[Exercise requirements] Transcribe exactly the line that contains "Tag one point per instance of the damaged headlight." and each line that comes after it in the material, the last line included, and nothing more.

[Material shown]
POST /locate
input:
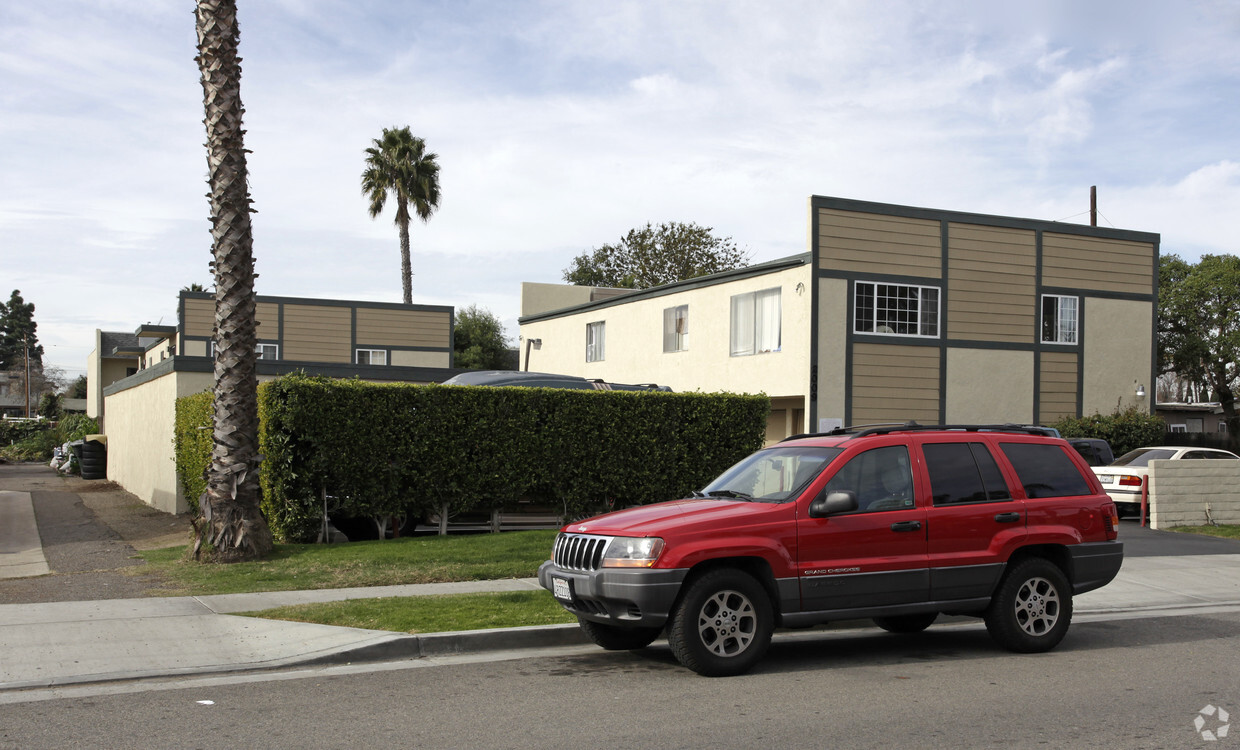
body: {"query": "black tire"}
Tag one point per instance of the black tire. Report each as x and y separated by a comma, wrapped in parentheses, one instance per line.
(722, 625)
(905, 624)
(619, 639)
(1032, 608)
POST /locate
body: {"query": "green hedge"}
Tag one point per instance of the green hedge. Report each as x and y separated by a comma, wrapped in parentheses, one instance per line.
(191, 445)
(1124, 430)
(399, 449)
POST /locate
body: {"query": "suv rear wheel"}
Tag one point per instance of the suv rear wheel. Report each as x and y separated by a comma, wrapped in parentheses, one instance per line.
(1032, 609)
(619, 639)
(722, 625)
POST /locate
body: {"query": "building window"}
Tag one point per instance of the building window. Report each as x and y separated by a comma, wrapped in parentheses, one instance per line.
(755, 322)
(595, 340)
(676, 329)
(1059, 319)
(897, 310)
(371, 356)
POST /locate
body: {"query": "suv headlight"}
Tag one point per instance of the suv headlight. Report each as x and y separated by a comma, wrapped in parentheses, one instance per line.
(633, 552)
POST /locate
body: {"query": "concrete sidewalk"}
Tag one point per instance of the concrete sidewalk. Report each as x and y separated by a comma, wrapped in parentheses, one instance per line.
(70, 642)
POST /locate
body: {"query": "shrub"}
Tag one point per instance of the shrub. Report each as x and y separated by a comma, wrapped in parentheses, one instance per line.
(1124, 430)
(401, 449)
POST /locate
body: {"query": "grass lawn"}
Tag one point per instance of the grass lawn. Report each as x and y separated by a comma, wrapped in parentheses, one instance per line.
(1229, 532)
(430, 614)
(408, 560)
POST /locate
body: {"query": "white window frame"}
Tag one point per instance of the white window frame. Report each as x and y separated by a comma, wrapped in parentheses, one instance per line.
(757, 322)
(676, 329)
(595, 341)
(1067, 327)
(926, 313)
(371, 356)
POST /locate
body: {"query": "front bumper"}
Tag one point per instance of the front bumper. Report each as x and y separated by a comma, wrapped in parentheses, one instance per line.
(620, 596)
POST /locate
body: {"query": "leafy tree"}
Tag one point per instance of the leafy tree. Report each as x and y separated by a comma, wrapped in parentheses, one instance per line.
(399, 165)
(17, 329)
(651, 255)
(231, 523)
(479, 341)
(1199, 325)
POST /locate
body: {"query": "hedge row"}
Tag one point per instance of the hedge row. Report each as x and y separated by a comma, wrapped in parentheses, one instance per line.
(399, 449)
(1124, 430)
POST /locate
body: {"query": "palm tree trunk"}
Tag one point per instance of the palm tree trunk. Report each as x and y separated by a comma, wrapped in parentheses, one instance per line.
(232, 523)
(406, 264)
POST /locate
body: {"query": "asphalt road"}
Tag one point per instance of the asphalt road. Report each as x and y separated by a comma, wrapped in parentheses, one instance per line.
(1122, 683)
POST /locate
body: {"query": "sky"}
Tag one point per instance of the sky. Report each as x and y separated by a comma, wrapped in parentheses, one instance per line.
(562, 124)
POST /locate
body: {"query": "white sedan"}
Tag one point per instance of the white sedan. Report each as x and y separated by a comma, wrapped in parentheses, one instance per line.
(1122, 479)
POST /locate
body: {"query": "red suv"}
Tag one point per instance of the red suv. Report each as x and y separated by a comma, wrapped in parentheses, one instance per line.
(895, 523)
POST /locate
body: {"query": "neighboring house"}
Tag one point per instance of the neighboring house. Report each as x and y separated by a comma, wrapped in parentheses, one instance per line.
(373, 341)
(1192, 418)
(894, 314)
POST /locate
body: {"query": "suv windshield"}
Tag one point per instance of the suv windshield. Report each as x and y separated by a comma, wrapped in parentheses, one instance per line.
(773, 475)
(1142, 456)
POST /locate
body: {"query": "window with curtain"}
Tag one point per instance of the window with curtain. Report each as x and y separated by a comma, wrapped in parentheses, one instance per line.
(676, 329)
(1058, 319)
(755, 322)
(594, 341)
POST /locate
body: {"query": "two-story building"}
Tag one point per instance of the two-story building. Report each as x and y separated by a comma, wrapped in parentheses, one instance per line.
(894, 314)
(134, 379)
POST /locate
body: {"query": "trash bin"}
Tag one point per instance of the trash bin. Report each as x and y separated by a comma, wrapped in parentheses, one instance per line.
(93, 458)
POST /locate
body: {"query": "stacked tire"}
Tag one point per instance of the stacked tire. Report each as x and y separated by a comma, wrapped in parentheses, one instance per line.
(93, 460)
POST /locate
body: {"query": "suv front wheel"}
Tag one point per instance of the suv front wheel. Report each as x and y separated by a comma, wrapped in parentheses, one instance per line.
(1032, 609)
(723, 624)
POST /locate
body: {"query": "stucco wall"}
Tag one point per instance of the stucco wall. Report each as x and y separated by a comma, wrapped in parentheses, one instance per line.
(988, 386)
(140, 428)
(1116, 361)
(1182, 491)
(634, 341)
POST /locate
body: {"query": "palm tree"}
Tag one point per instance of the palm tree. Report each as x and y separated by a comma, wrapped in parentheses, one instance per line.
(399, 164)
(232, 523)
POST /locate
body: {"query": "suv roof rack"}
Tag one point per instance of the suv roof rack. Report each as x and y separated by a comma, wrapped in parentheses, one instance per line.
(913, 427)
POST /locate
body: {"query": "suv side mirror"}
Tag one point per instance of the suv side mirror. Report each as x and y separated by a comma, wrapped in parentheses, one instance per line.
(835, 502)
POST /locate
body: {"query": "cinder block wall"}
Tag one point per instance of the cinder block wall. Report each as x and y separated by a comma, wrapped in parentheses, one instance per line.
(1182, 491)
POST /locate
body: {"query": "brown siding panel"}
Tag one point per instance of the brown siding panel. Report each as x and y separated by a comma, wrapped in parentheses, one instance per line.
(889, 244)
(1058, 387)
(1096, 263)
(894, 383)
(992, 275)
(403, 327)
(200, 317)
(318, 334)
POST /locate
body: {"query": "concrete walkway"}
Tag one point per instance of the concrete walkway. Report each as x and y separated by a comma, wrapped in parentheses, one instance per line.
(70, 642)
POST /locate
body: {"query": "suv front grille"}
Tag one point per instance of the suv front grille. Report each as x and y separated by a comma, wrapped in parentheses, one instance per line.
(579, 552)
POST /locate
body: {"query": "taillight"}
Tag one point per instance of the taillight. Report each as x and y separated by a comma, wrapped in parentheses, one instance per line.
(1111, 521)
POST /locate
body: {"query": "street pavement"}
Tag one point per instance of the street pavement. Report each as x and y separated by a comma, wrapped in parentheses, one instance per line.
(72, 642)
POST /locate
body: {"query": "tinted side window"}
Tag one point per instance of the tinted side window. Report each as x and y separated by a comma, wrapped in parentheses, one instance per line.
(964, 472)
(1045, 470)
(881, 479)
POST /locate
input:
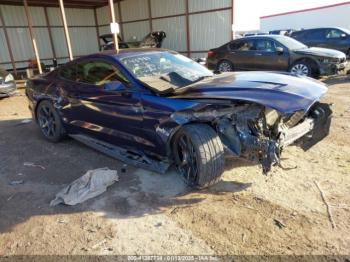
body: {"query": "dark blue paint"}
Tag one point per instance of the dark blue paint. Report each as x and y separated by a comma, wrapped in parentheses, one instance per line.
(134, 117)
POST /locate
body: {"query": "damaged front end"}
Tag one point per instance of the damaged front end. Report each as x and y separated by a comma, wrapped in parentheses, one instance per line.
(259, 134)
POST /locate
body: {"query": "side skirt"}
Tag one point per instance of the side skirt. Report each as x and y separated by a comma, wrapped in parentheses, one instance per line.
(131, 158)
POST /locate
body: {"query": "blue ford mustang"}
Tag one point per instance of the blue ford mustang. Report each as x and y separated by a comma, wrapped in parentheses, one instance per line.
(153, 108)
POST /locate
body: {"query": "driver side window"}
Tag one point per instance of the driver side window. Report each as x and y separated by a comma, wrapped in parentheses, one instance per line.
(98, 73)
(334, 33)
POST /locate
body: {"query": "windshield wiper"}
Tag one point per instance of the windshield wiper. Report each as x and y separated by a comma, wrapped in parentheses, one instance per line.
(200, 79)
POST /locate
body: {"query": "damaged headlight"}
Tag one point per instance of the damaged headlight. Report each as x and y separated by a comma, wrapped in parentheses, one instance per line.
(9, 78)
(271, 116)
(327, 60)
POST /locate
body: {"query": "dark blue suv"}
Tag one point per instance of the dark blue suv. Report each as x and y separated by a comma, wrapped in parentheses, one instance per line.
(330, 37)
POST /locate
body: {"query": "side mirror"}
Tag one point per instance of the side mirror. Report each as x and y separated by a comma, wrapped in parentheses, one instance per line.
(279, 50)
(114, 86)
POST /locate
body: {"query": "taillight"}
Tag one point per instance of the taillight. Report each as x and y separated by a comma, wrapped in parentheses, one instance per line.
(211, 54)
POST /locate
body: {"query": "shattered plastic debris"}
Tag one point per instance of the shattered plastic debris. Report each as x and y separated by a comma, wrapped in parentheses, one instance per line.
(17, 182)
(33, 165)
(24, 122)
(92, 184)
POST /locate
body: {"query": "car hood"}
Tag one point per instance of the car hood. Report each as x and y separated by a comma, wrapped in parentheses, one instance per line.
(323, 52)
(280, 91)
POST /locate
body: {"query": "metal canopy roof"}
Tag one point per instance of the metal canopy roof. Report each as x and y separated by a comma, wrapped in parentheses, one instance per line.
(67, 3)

[Solution below]
Tag one point per instance of the damaged headlight. Report each as x and y separated by a comma, wrapped in parentheses, one instance per line.
(9, 78)
(271, 116)
(327, 60)
POST /locate
body: {"query": "dark blue suv"}
Tag one point per instance of the dark blue suv. Report each as x and y separated by a comma, wrapped in parentheses, one instance per line.
(330, 37)
POST /locate
body: {"query": "side mirror"}
Tag one point per instance of the side mirror. Report each as x and y separated by a comma, wrapped in parentheses, one instance per line.
(279, 50)
(114, 86)
POST /locate
body: {"query": "taillight"}
Tag one point per instance of the taillight. Report each as x and y separated by a comma, wrapped in parentheses, one instance per line.
(211, 54)
POST /locate
body: {"query": "shattered plastic debris"}
Tag one point per instance of the shattered plastic debris. Report each as x and y separated by a comma, wrapped in parentheses, one instance per line.
(17, 182)
(33, 165)
(24, 122)
(92, 184)
POST /locate
body: {"query": "car hood"}
Tag one point per instance of the car hood. Report each as x and y separated by a comma, wrapped in parentheses, one instance per line.
(323, 52)
(280, 91)
POST /locate
body: {"query": "metal canopy roof"}
Tag one point per instance of the metal canopy roof. Report each as x and y separated by a comma, wrapped in parentheses, one instance per line.
(67, 3)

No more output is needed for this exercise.